The Run Statistics Tab
Published 19 March 2018
The Data Masker Run Statistics Tab
The primary function of the Run Statistics tab is to indicate the progress of the currently executing masking rules and also display aggregate statistics for the operational masking set. The current status of each running rule is presented in the top part of the page and statistics for the set as a whole are displayed towards the bottom.
The display at the top of the Run Statistics tab lists the rules currently executing in the masking set. It is possible to execute up to eight rules simultaneously in independent processes called worker threads. Each worker thread is provided with a row in the display. Note that only information on actively executing rules will be present in this display. When a masking rule stops executing (whether through completion or by error) its information will be removed from the display. Statistics and status information on each rule, whether active or not, can be found on the Rule Statistics Tab.
Note that double clicking on any worker thread actively running a rule will launch a form which displays that rules configuration.

» **DATA LISTING**
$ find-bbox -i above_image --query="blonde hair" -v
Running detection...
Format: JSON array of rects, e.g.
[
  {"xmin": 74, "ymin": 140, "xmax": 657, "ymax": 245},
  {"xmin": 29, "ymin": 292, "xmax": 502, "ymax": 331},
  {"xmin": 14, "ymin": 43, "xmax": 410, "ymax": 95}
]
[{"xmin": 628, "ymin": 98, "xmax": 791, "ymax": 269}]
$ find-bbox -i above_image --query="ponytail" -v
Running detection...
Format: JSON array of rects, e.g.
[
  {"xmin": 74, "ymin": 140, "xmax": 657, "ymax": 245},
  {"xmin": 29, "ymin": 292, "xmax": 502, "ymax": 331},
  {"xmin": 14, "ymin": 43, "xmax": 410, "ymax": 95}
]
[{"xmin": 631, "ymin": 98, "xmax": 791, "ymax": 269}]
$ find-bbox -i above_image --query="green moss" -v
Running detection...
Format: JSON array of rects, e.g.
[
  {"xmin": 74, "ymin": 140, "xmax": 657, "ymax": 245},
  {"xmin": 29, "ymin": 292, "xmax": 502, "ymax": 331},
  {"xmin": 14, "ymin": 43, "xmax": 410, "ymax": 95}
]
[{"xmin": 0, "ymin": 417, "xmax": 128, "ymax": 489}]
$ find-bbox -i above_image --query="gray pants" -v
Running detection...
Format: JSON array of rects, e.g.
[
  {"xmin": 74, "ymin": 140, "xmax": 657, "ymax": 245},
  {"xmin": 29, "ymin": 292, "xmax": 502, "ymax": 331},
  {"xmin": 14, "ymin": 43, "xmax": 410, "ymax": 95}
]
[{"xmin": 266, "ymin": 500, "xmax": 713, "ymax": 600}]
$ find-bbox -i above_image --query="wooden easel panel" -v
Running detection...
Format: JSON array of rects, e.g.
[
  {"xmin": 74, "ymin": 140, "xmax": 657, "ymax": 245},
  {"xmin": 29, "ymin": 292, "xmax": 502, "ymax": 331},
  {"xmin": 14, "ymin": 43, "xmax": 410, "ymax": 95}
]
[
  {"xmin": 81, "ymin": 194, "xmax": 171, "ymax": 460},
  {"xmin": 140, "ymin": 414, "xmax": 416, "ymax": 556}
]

» **ACTIVITY**
Reproduce word for word the part of the Run Statistics tab passage between "The display at" and "that rules configuration.", inclusive. Disregard the records.

» **ANSWER SECTION**
The display at the top of the Run Statistics tab lists the rules currently executing in the masking set. It is possible to execute up to eight rules simultaneously in independent processes called worker threads. Each worker thread is provided with a row in the display. Note that only information on actively executing rules will be present in this display. When a masking rule stops executing (whether through completion or by error) its information will be removed from the display. Statistics and status information on each rule, whether active or not, can be found on the Rule Statistics Tab.
Note that double clicking on any worker thread actively running a rule will launch a form which displays that rules configuration.